* [Extracted text]
—————
• When you click on links to various merchants on this site and make a purchase, this can result in this site earning a commission. Affiliate programs and affiliations include, but are not limited to, the eBay Partner Network.

Valley Pan pushed up

Garys1969RR

Well-Known Member
Local time
11:15 AM
Joined
Apr 12, 2012
Messages
2,505
Reaction score
770
Location
Colorado
Our 496 stroker motor must have excessive crankcase pressure, as the valley pan has now blown upward against the bottom of the intake manifold. This occurred the last time we raced it. Is this due to blow by past the rings? Or poor venting from the valve covers? It never did this before, and we've raced it lots of times. It has the vac u pan set up, so I don't know what's going on. Will prob pull the motor out soon, and rebuild it over the winter. Has anyone else had this happen?
 
Last time I had that happen was when the Nitrous solenoid opened, but the gas solenoid didn't!
Burned a hole in one piston and POOF! That's what I call Blowby! OOPS!
 
Hahaha, that's a lot of pressure down there! we had a 383 with nitrous blow up the valley pan too! Guess sometimes the rings just can't hold the high pressure on top of the piston. That's with a piston with no holes in it.
—————
* [Extracted material]
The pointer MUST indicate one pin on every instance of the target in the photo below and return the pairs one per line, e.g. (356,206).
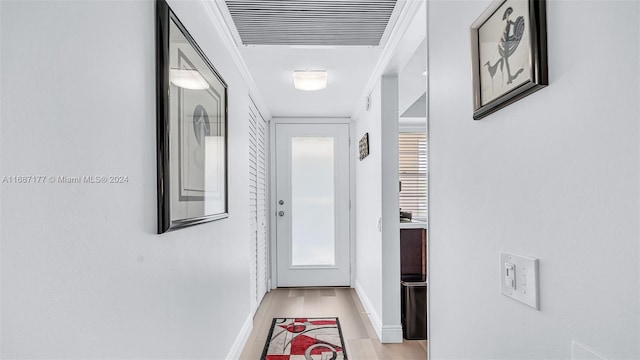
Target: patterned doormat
(305,339)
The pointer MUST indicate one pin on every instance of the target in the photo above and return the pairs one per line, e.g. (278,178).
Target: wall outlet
(583,352)
(519,278)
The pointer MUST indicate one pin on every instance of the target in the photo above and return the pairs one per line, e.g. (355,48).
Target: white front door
(312,204)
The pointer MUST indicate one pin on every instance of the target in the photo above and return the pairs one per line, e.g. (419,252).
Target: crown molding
(406,15)
(216,11)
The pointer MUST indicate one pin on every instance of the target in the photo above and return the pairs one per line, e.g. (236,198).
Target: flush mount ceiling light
(188,79)
(310,80)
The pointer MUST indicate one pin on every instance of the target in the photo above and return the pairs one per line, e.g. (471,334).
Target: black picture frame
(495,36)
(191,130)
(363,146)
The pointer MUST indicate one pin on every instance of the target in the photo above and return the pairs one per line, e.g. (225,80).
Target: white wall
(377,250)
(83,273)
(368,208)
(553,176)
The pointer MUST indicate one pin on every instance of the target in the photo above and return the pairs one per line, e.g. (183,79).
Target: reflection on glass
(312,201)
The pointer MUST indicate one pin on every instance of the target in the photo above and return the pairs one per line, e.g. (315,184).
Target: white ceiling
(350,69)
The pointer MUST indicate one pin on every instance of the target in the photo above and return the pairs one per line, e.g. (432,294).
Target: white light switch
(519,278)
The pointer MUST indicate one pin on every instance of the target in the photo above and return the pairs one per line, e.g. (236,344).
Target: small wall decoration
(364,146)
(509,54)
(191,129)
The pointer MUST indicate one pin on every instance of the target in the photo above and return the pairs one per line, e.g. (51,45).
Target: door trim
(273,280)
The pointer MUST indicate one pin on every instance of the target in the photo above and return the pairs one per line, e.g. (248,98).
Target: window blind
(413,173)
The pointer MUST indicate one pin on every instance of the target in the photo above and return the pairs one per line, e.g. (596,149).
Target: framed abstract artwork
(363,146)
(509,54)
(191,129)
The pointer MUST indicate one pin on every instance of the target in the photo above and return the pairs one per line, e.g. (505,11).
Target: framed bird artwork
(509,54)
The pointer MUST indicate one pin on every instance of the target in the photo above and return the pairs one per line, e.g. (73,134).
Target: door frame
(273,276)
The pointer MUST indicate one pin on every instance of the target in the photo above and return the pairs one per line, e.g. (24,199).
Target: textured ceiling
(311,22)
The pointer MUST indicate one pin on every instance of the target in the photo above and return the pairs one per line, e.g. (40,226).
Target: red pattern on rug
(304,339)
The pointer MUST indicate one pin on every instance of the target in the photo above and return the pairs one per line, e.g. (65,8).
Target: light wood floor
(361,341)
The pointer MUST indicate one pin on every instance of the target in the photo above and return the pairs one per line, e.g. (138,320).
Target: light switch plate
(525,278)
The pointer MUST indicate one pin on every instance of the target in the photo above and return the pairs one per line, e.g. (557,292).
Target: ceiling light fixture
(310,80)
(188,79)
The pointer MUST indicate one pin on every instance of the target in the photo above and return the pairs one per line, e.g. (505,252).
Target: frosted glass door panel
(313,239)
(312,204)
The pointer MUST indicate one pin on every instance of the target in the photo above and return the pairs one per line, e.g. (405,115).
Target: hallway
(361,341)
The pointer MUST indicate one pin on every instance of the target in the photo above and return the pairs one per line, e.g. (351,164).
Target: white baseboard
(368,307)
(241,339)
(391,334)
(386,333)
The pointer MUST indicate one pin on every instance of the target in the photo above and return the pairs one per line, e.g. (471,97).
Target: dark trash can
(414,310)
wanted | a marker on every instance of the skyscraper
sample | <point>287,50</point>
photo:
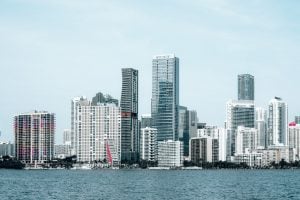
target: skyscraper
<point>277,122</point>
<point>239,113</point>
<point>129,108</point>
<point>146,121</point>
<point>245,87</point>
<point>165,96</point>
<point>261,126</point>
<point>100,98</point>
<point>97,131</point>
<point>148,144</point>
<point>34,137</point>
<point>297,119</point>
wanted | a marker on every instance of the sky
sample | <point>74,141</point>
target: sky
<point>54,50</point>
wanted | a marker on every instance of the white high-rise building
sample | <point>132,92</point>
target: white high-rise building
<point>239,113</point>
<point>67,137</point>
<point>34,137</point>
<point>170,153</point>
<point>204,149</point>
<point>246,140</point>
<point>216,133</point>
<point>278,122</point>
<point>148,144</point>
<point>294,141</point>
<point>97,131</point>
<point>261,126</point>
<point>75,103</point>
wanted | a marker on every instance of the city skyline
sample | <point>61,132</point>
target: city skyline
<point>41,64</point>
—————
* [Set of tasks]
A. Answer these questions using the forum thread about the pushed-up valley pan:
(i) What size is the stroker motor in the opening post?
(ii) What setup does the opening post say the motor has?
(iii) According to the final reply, which engine with nitrous also blew up its valley pan?
B. Translate this sentence from the forum thread about the pushed-up valley pan into Spanish: "It never did this before, and we've raced it lots of times."

* [Exercise solutions]
A.
(i) 496
(ii) The vac u pan setup
(iii) A 383

B. Nunca había hecho esto antes, y hemos competido con él muchísimas veces.